▸ **Data entries**
▶

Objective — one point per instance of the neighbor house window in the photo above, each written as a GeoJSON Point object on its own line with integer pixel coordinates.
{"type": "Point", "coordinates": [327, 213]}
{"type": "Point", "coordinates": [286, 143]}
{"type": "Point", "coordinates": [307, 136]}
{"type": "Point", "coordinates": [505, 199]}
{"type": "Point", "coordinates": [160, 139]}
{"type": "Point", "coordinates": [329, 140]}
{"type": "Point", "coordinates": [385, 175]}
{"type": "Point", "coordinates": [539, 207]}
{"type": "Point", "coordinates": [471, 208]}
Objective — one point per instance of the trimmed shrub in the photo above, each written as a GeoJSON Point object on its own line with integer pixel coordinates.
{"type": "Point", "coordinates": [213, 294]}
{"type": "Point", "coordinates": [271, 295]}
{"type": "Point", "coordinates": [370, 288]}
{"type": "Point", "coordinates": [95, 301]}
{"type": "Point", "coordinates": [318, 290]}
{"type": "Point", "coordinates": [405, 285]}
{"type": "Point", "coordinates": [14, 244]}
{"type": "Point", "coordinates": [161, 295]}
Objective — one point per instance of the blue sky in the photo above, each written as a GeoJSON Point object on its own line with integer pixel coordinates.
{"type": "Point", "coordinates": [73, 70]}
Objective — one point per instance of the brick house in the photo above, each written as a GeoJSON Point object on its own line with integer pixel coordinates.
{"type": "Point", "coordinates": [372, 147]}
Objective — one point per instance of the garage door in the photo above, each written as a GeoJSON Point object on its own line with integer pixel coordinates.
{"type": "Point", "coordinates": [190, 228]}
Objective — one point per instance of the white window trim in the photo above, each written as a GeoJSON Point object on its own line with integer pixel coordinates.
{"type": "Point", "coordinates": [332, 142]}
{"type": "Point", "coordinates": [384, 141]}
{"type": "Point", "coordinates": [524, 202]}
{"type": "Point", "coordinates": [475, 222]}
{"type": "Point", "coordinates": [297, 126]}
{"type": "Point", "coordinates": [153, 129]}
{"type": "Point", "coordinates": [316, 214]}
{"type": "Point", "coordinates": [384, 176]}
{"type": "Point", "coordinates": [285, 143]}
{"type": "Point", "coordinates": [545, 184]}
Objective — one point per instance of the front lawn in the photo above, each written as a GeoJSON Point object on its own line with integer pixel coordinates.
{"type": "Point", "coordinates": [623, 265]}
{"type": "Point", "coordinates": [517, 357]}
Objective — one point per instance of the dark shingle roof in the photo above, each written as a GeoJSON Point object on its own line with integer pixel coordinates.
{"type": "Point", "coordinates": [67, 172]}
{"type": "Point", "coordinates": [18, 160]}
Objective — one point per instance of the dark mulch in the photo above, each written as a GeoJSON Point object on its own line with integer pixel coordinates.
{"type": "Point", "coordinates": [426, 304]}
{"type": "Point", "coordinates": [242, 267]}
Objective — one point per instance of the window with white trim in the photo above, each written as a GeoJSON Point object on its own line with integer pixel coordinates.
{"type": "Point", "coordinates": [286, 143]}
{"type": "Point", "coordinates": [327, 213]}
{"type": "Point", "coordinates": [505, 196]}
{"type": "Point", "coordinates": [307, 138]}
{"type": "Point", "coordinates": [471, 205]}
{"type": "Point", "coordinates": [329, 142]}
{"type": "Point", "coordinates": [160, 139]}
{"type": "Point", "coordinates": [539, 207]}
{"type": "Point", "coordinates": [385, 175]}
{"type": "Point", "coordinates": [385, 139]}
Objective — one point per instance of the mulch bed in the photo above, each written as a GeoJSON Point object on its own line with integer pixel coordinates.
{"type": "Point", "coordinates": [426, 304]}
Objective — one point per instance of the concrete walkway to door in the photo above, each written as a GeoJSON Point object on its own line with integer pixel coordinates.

◀

Return exactly the lines from the one containing "Objective — one point per instance of the mulch" to the last line of the data, and nothing more.

▸ **Output**
Objective — one point per instance of the mulch bed in the photo above, each written as a GeoJSON Point object on its own line with integer pixel coordinates.
{"type": "Point", "coordinates": [426, 304]}
Objective — one point per instance of the concrete walkway to door in the photo above, each written as a GeoJSON Point object on its own line with integer pixel coordinates.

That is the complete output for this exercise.